◆ **Record extracts**:
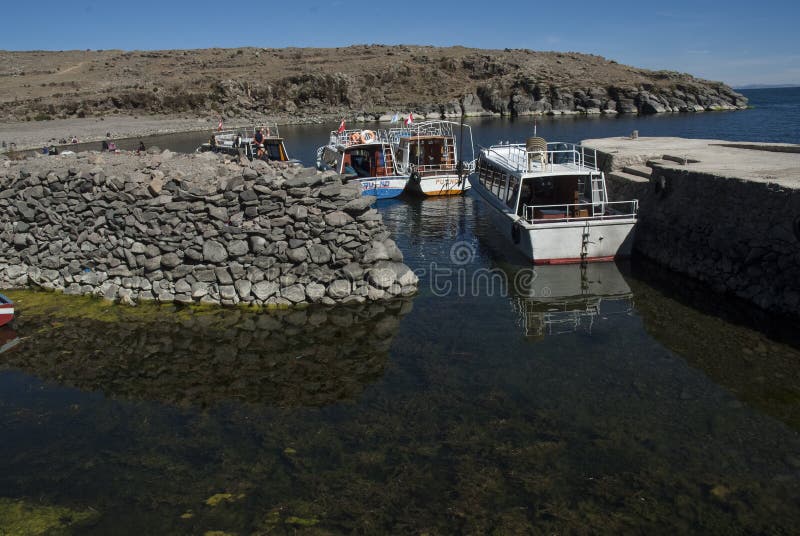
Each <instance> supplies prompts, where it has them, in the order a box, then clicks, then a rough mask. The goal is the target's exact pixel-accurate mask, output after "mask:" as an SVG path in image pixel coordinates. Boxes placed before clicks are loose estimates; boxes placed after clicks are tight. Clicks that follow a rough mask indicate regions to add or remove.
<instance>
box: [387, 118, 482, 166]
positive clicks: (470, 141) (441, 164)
mask: <svg viewBox="0 0 800 536" xmlns="http://www.w3.org/2000/svg"><path fill="white" fill-rule="evenodd" d="M388 137H389V141H390V143H391V144H392V146H393V147H395V148H396V149H397V148H399V147H400V140H401V138H426V137H442V138H450V139H452V140H453V142H454V143H455V144H458V150H457V151H456V154H455V162H453V163H451V164H418V163H414V162H409V163H408V166H407V168H406V167H404V166H403V164H401V163H400V162H398V167H399V168H402V169H401V171H402V172H404V173H413V172H414V171H416V172H419V173H420V174H422V175H426V174H430V173H438V172H442V171H444V172H448V171H452V172H453V173H458V171H459V169H458V161H462V166H463V168H462V170H461V172H462V173H465V174H470V173H473V172H474V171H475V162H476V159H475V144H474V141H473V139H472V127H470V126H469V125H467V124H466V123H456V122H455V121H445V120H442V119H439V120H433V121H420V122H419V123H413V124H411V125H407V126H403V127H396V128H391V129H389V131H388ZM467 148H468V150H469V153H468V154H466V155H465V154H464V153H465V151H466V150H467ZM465 156H466V157H467V159H466V160H463V158H464V157H465Z"/></svg>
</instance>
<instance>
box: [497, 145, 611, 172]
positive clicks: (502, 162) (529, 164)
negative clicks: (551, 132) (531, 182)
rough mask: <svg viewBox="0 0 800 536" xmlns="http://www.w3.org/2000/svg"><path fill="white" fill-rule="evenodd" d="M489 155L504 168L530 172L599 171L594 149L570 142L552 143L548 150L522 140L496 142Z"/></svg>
mask: <svg viewBox="0 0 800 536" xmlns="http://www.w3.org/2000/svg"><path fill="white" fill-rule="evenodd" d="M484 154H485V155H486V158H487V159H488V160H490V161H492V162H494V163H495V164H497V165H498V166H501V167H503V168H504V169H506V170H508V171H510V172H512V173H515V174H518V175H519V176H527V175H576V174H587V175H588V174H591V173H598V172H599V170H598V169H597V166H596V165H595V161H596V160H595V155H594V152H593V151H592V152H590V151H588V150H585V149H584V148H583V147H581V146H578V145H573V144H569V143H551V144H548V149H547V152H546V153H545V154H544V157H542V155H541V153H538V152H533V151H528V150H527V149H526V147H525V146H524V145H522V144H509V145H493V146H491V147H489V148H488V149H484Z"/></svg>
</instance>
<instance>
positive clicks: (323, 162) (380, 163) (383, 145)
mask: <svg viewBox="0 0 800 536" xmlns="http://www.w3.org/2000/svg"><path fill="white" fill-rule="evenodd" d="M317 168H319V169H321V170H326V169H333V170H335V171H336V172H337V173H339V174H341V175H344V177H345V180H346V181H358V182H360V183H361V191H362V193H363V194H364V195H374V196H375V197H376V198H378V199H389V198H392V197H397V196H398V195H400V194H401V193H403V190H404V189H405V187H406V184H407V183H408V175H405V174H402V173H398V172H397V170H396V169H395V158H394V150H393V148H392V144H391V143H390V141H389V136H388V133H387V132H386V131H383V130H378V131H377V132H376V131H372V130H342V129H340V130H334V131H331V135H330V139H329V140H328V144H327V145H324V146H322V147H320V148H319V149H317Z"/></svg>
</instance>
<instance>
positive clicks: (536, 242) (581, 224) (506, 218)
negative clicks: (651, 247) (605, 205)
mask: <svg viewBox="0 0 800 536" xmlns="http://www.w3.org/2000/svg"><path fill="white" fill-rule="evenodd" d="M470 180H471V181H472V186H473V188H474V189H475V190H476V191H477V192H478V193H479V194H480V196H481V199H483V200H484V201H485V202H486V203H487V204H488V205H489V206H490V207H491V210H490V215H491V220H492V222H493V223H494V225H495V226H496V227H497V228H498V229H499V230H500V232H501V233H502V234H503V236H505V237H507V239H508V240H509V241H510V242H511V243H512V244H514V247H515V248H516V249H517V250H519V251H520V252H521V253H522V254H523V255H524V256H525V257H526V258H527V259H528V260H530V261H531V262H533V263H534V264H574V263H581V262H608V261H613V260H614V259H615V258H619V257H627V256H630V254H631V249H632V246H633V237H634V226H635V224H636V218H625V219H606V220H599V219H585V220H573V221H569V222H558V223H536V224H529V223H526V222H523V221H522V220H520V219H519V218H518V217H517V216H516V215H515V214H513V213H511V211H510V210H509V209H508V208H506V207H505V206H503V205H501V204H500V203H499V202H498V201H497V198H496V197H494V196H493V195H492V194H491V193H490V192H488V191H487V190H486V189H485V188H484V187H483V185H482V184H480V182H479V181H477V180H473V179H472V178H470ZM517 222H518V223H517ZM515 226H516V228H515ZM584 242H585V245H584Z"/></svg>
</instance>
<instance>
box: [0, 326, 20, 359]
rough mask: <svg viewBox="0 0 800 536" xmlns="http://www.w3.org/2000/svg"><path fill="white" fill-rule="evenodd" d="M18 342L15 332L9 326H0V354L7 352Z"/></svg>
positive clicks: (18, 339) (15, 331) (16, 336)
mask: <svg viewBox="0 0 800 536" xmlns="http://www.w3.org/2000/svg"><path fill="white" fill-rule="evenodd" d="M19 342H20V338H19V336H18V335H17V332H16V331H14V330H13V329H11V328H10V327H9V326H2V327H0V354H2V353H3V352H9V351H11V349H13V348H14V347H15V346H17V345H18V344H19Z"/></svg>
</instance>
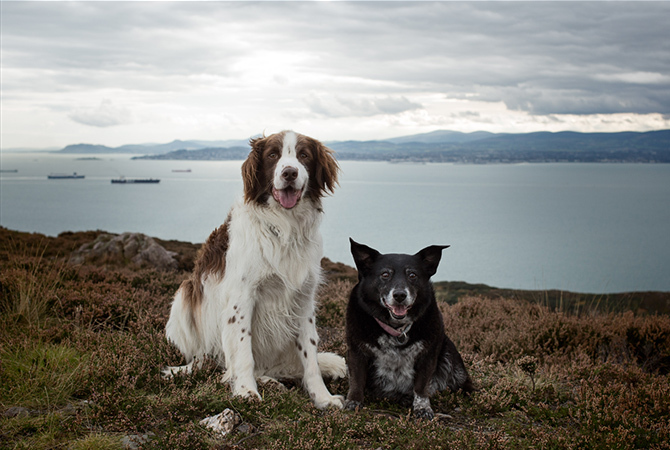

◆ **Task brief**:
The material is to be written out word for word, and the pictures are to be left out.

◆ **Answer to this task**:
Each <instance> supplies prompts, where it has them, in the order a box, then clicks, then a rough mask. The goal is the target's exact pixel-accurate mask, output after "mask:" as an SVG path in image pixel coordinates. Boxes placed before clicks are loose estimates; boxes placed after clicks are tight. Clicks that follow a rough mask indicate regions to add or remove.
<instance>
box: [387, 118, 482, 166]
positive clicks: (470, 141) (441, 164)
mask: <svg viewBox="0 0 800 536" xmlns="http://www.w3.org/2000/svg"><path fill="white" fill-rule="evenodd" d="M388 137H389V141H390V143H391V144H392V146H393V147H395V148H396V149H397V148H399V147H400V140H401V138H426V137H442V138H450V139H452V140H453V142H454V143H455V144H458V150H457V151H456V154H455V162H453V163H451V164H418V163H414V162H409V163H408V166H407V168H406V167H404V166H403V164H401V163H400V162H398V167H399V168H402V169H401V171H402V172H404V173H413V172H414V171H416V172H419V173H420V174H422V175H426V174H430V173H438V172H442V171H444V172H448V171H452V172H453V173H458V171H459V169H458V161H462V166H463V168H462V170H461V172H462V173H465V174H470V173H473V172H474V171H475V162H476V159H475V144H474V141H473V139H472V127H470V126H469V125H467V124H466V123H456V122H455V121H445V120H442V119H439V120H433V121H420V122H419V123H413V124H411V125H407V126H403V127H396V128H391V129H389V131H388ZM467 148H468V150H469V153H468V154H466V155H465V154H464V153H465V151H466V150H467ZM465 156H466V157H467V159H466V160H463V158H464V157H465Z"/></svg>
</instance>
<instance>
box: [497, 145, 611, 172]
positive clicks: (502, 162) (529, 164)
negative clicks: (551, 132) (531, 182)
rough mask: <svg viewBox="0 0 800 536" xmlns="http://www.w3.org/2000/svg"><path fill="white" fill-rule="evenodd" d="M489 155L504 168L530 172L599 171L594 149L570 142L552 143L548 150L522 140L496 142Z"/></svg>
mask: <svg viewBox="0 0 800 536" xmlns="http://www.w3.org/2000/svg"><path fill="white" fill-rule="evenodd" d="M484 154H485V155H486V158H487V159H488V160H490V161H492V162H494V163H495V164H497V165H498V166H501V167H503V168H504V169H506V170H508V171H510V172H512V173H515V174H518V175H519V176H527V175H576V174H587V175H588V174H591V173H598V172H599V170H598V169H597V166H596V165H595V161H596V160H595V155H594V152H593V151H592V152H590V151H588V150H585V149H584V148H583V147H581V146H578V145H573V144H569V143H551V144H548V149H547V152H546V153H545V154H544V157H542V155H541V153H538V152H533V151H528V150H527V149H526V147H525V146H524V145H522V144H509V145H493V146H491V147H489V148H488V149H484Z"/></svg>
</instance>
<instance>
positive clicks: (323, 162) (380, 163) (383, 145)
mask: <svg viewBox="0 0 800 536" xmlns="http://www.w3.org/2000/svg"><path fill="white" fill-rule="evenodd" d="M317 168H319V169H321V170H326V169H333V170H335V171H336V172H337V173H339V174H341V175H344V177H345V180H346V181H358V182H360V183H361V191H362V193H363V194H364V195H374V196H375V197H376V198H378V199H389V198H392V197H397V196H398V195H400V194H401V193H403V190H404V189H405V187H406V184H407V183H408V175H405V174H402V173H398V172H397V170H396V169H395V158H394V150H393V148H392V144H391V143H390V141H389V136H388V133H387V132H386V131H383V130H378V131H377V132H376V131H372V130H342V129H340V130H334V131H331V135H330V139H329V140H328V144H327V145H324V146H322V147H320V148H319V149H317Z"/></svg>
</instance>
<instance>
positive clicks: (536, 242) (581, 224) (506, 218)
negative clicks: (651, 247) (605, 205)
mask: <svg viewBox="0 0 800 536" xmlns="http://www.w3.org/2000/svg"><path fill="white" fill-rule="evenodd" d="M470 180H471V181H472V186H473V188H474V189H475V190H476V191H477V192H478V193H479V194H480V196H481V199H483V200H484V201H485V202H486V203H487V204H488V205H489V206H490V207H491V210H490V215H491V220H492V222H493V223H494V225H495V226H496V227H497V228H498V229H499V230H500V232H501V233H502V234H503V236H505V237H507V239H508V240H509V241H510V242H511V243H512V244H514V247H515V248H516V249H517V250H519V251H520V252H521V253H522V254H523V255H524V256H525V257H526V258H527V259H528V260H530V261H531V262H533V263H534V264H574V263H581V262H608V261H613V260H614V259H615V258H619V257H627V256H630V254H631V249H632V246H633V237H634V226H635V224H636V218H625V219H606V220H599V219H585V220H573V221H569V222H558V223H536V224H529V223H526V222H523V221H522V220H520V219H519V218H518V217H517V216H516V215H515V214H513V213H511V211H510V210H509V209H508V208H506V207H505V206H503V205H501V204H500V203H499V202H498V201H497V198H496V197H494V196H493V195H492V194H491V193H490V192H488V191H487V190H486V189H485V188H484V187H483V185H482V184H480V182H479V181H477V180H473V179H472V178H470ZM517 222H518V223H517ZM515 226H516V228H515ZM584 242H585V245H584Z"/></svg>
</instance>
<instance>
box: [0, 326, 20, 359]
rough mask: <svg viewBox="0 0 800 536" xmlns="http://www.w3.org/2000/svg"><path fill="white" fill-rule="evenodd" d="M18 342L15 332L9 326H0V354L7 352Z"/></svg>
positive clicks: (18, 339) (15, 331) (16, 336)
mask: <svg viewBox="0 0 800 536" xmlns="http://www.w3.org/2000/svg"><path fill="white" fill-rule="evenodd" d="M19 342H20V338H19V336H18V335H17V332H16V331H14V330H13V329H11V328H10V327H9V326H2V327H0V354H2V353H3V352H9V351H11V349H13V348H14V347H15V346H17V345H18V344H19Z"/></svg>
</instance>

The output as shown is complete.